Gespeicherte Zeilen
= = = =
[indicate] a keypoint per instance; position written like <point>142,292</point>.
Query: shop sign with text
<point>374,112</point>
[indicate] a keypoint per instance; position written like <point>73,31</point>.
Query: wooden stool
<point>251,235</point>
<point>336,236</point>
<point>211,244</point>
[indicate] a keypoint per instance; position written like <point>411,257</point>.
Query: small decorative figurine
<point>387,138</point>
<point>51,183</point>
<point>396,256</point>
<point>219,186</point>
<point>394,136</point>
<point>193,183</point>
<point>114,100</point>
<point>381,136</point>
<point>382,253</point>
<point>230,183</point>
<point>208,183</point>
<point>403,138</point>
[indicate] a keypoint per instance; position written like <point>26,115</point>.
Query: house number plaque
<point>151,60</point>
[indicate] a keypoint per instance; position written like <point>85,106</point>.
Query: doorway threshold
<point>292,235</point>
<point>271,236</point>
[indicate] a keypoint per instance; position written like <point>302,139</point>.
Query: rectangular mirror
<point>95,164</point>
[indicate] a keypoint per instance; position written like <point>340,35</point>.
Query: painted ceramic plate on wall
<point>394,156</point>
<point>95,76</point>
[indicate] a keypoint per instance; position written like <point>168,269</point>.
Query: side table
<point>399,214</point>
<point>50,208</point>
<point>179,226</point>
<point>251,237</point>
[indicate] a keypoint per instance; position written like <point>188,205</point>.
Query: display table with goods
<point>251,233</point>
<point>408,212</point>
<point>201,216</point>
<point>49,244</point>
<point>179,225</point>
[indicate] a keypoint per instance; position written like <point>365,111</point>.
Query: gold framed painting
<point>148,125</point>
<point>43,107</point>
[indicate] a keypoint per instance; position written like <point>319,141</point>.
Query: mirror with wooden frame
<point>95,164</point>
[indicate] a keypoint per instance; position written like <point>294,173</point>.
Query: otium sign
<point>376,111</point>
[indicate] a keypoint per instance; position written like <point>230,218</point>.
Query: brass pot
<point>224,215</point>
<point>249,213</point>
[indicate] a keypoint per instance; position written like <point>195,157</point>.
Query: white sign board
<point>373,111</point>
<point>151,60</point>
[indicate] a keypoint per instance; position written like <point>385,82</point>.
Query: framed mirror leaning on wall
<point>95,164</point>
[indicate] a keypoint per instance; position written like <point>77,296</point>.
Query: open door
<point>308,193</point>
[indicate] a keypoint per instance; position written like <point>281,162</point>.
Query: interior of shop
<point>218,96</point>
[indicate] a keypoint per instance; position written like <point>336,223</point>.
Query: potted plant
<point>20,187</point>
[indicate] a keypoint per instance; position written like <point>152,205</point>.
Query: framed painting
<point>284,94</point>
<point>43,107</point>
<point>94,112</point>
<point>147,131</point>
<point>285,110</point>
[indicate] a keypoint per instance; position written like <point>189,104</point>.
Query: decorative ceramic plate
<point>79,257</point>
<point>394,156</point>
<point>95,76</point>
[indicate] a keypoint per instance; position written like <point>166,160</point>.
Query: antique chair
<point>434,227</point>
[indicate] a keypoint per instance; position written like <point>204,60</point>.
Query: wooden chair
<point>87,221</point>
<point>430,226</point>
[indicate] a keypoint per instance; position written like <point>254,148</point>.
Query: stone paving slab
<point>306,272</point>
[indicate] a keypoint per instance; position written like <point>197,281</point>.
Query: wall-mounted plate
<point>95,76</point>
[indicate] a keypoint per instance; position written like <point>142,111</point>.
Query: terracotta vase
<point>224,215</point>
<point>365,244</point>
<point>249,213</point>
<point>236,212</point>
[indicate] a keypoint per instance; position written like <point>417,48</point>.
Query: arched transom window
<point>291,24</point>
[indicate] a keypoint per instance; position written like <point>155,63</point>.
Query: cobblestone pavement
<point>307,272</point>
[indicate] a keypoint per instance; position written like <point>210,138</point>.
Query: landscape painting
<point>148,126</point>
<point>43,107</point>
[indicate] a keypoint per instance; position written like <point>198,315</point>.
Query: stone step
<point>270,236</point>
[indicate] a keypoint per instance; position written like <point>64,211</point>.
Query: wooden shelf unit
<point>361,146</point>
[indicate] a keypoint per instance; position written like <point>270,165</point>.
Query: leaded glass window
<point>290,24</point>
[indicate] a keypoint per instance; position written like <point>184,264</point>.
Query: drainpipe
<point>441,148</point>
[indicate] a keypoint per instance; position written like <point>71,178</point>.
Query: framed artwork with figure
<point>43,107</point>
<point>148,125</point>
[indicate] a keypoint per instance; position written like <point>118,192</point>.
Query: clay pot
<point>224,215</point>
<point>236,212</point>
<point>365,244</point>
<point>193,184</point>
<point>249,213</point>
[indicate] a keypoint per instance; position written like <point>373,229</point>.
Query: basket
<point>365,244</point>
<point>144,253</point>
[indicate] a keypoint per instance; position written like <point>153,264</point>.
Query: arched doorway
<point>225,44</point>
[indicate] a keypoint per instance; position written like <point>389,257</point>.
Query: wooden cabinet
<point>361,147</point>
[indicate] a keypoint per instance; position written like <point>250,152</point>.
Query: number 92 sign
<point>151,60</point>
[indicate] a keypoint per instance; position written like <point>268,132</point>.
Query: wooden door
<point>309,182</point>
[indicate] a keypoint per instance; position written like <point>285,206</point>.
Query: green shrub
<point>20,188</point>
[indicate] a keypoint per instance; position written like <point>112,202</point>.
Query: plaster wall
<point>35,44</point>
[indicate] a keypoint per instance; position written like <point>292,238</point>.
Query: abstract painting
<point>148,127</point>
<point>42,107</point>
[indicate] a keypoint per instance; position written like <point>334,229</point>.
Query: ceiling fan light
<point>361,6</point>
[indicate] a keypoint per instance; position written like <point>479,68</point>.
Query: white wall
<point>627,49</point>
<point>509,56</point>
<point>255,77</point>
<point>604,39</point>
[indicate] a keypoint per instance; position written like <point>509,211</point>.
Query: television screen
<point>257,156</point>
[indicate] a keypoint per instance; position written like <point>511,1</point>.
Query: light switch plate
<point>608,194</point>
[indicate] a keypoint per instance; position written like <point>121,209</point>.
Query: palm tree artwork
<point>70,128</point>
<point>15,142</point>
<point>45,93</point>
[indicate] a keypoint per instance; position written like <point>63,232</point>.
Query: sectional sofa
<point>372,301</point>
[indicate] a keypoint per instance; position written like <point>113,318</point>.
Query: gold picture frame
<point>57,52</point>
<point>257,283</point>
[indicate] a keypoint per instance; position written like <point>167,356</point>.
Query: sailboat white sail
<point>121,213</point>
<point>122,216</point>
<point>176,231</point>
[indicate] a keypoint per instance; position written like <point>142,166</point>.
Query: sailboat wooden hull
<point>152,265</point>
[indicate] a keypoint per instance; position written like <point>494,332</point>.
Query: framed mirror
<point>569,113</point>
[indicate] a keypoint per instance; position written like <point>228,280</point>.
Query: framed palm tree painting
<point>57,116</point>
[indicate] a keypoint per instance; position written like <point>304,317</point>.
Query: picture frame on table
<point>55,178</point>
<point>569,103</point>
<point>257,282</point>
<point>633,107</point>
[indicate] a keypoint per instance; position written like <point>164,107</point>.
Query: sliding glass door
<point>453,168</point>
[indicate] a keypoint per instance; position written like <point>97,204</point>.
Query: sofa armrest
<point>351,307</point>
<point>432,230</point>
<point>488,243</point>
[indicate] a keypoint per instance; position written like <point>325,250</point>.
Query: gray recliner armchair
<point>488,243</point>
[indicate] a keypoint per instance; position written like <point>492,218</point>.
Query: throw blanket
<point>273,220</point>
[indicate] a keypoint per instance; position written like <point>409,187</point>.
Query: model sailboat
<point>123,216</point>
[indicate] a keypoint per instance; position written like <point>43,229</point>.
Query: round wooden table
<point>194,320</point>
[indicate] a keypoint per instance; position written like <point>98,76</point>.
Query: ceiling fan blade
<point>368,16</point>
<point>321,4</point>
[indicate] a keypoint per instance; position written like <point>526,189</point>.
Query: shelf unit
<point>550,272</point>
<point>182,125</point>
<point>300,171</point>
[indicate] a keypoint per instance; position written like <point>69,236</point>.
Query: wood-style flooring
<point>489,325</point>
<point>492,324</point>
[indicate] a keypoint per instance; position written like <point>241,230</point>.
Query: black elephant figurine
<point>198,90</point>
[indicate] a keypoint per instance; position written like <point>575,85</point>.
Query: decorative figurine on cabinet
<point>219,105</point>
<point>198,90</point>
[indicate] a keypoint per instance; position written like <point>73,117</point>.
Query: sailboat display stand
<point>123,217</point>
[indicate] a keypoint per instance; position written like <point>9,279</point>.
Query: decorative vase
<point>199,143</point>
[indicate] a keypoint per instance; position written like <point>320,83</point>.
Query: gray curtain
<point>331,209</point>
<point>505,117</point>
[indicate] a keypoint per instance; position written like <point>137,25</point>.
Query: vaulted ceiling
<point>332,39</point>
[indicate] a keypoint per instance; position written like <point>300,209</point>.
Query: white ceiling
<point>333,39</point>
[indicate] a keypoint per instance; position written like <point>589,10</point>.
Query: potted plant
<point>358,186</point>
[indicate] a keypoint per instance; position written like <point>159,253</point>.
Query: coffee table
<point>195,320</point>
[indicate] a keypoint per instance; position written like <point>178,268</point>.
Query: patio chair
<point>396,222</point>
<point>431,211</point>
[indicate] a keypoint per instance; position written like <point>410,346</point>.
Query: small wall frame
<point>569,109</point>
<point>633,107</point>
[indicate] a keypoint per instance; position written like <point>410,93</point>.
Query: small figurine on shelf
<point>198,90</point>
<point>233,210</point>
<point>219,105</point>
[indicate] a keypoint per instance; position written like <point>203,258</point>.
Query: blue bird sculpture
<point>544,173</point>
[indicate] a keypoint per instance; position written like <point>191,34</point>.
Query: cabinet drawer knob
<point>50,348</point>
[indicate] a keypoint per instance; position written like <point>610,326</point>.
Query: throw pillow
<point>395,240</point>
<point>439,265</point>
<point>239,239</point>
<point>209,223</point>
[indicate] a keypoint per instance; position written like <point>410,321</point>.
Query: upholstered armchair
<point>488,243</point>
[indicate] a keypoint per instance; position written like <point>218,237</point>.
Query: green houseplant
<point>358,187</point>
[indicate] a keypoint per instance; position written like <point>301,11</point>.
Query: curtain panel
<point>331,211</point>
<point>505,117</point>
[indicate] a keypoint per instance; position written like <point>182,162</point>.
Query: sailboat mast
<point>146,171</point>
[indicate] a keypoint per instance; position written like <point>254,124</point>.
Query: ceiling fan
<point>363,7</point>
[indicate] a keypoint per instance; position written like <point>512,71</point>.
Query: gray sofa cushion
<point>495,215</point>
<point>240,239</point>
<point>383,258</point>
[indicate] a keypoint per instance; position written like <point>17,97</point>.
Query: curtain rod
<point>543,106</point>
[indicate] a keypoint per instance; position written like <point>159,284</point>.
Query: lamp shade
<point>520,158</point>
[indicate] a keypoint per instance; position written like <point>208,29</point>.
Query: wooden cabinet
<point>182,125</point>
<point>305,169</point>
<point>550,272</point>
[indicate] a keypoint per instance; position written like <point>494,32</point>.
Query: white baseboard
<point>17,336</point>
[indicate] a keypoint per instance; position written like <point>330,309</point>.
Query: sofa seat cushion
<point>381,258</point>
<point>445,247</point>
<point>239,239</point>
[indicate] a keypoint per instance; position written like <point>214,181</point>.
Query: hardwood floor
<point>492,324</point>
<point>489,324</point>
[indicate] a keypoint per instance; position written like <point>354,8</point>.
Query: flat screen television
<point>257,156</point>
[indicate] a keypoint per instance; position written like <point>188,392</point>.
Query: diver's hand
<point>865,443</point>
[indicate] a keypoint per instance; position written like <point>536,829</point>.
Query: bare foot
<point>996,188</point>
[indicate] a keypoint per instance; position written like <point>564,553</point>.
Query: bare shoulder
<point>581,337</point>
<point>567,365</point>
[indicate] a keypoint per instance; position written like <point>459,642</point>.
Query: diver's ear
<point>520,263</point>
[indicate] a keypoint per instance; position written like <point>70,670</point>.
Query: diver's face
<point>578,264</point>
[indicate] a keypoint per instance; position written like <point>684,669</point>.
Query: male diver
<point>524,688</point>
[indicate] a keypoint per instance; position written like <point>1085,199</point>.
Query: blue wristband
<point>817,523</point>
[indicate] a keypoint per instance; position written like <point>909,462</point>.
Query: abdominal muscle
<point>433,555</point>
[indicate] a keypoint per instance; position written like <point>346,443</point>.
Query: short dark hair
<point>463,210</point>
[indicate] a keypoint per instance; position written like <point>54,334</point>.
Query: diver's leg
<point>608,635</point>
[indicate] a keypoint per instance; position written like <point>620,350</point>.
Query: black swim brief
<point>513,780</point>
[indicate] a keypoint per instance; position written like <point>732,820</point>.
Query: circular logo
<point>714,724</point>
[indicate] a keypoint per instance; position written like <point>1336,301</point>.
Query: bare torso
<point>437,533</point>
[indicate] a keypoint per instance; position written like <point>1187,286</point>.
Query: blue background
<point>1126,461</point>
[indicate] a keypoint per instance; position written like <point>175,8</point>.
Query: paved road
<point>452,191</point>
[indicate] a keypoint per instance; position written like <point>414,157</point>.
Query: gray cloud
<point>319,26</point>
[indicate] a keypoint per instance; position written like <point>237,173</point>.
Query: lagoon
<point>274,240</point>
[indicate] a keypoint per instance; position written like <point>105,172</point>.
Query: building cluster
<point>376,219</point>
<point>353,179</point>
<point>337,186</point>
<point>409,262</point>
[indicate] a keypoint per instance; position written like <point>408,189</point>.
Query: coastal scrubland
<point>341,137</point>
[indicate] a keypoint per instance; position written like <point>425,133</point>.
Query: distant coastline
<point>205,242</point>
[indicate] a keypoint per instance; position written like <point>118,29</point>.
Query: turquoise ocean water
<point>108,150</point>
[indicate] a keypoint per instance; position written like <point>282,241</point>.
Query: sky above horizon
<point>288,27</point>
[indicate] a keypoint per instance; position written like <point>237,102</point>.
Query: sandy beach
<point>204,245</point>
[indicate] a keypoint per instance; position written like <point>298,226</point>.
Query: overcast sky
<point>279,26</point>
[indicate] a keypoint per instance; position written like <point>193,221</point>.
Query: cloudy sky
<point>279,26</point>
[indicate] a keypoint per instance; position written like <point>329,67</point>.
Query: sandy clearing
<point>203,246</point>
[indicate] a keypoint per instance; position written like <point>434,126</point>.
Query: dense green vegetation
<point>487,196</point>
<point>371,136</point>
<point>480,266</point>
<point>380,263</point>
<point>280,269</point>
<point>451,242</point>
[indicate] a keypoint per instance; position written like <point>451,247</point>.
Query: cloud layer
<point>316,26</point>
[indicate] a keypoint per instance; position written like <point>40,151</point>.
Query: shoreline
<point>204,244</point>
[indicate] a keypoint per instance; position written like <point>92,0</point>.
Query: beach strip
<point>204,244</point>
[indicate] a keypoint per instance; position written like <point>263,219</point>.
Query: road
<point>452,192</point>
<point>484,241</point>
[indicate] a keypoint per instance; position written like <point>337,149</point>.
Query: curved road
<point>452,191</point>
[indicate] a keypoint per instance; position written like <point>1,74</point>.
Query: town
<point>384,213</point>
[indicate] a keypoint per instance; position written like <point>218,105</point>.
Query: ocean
= = = =
**Ziel**
Ordne den Abschnitt, der mit der Zeile beginnt, die „written like <point>237,102</point>.“ enthält, und mit dem Ende der Zeilen schließt, beide Enden eingeschlossen, als Markdown-Tabelle mit den Spalten „Nr.“ und „Text“ an. Gib dabei jeder Zeile eine Nummer und lass Leerzeilen weg.

**Schriftliche Lösung**
| Nr. | Text |
|---|---|
| 1 | [indicate] a keypoint per instance; position written like <point>237,102</point>. |
| 2 | Query: sandy beach |
| 3 | <point>204,245</point> |
| 4 | [indicate] a keypoint per instance; position written like <point>298,226</point>. |
| 5 | Query: overcast sky |
| 6 | <point>279,26</point> |
| 7 | [indicate] a keypoint per instance; position written like <point>193,221</point>. |
| 8 | Query: cloudy sky |
| 9 | <point>279,26</point> |
| 10 | [indicate] a keypoint per instance; position written like <point>329,67</point>. |
| 11 | Query: sandy clearing |
| 12 | <point>203,246</point> |
| 13 | [indicate] a keypoint per instance; position written like <point>434,126</point>. |
| 14 | Query: dense green vegetation |
| 15 | <point>487,196</point> |
| 16 | <point>371,136</point> |
| 17 | <point>480,266</point> |
| 18 | <point>380,263</point> |
| 19 | <point>280,269</point> |
| 20 | <point>451,242</point> |
| 21 | [indicate] a keypoint per instance; position written like <point>451,247</point>. |
| 22 | Query: cloud layer |
| 23 | <point>316,26</point> |
| 24 | [indicate] a keypoint per instance; position written like <point>40,151</point>. |
| 25 | Query: shoreline |
| 26 | <point>204,244</point> |
| 27 | [indicate] a keypoint per instance; position written like <point>92,0</point>. |
| 28 | Query: beach strip |
| 29 | <point>204,244</point> |
| 30 | [indicate] a keypoint per instance; position written like <point>263,219</point>. |
| 31 | Query: road |
| 32 | <point>452,192</point> |
| 33 | <point>484,241</point> |
| 34 | [indicate] a keypoint per instance; position written like <point>337,149</point>. |
| 35 | Query: curved road |
| 36 | <point>452,191</point> |
| 37 | [indicate] a keypoint per instance; position written like <point>1,74</point>. |
| 38 | Query: town |
| 39 | <point>384,213</point> |
| 40 | [indicate] a keypoint per instance; position written like <point>218,105</point>. |
| 41 | Query: ocean |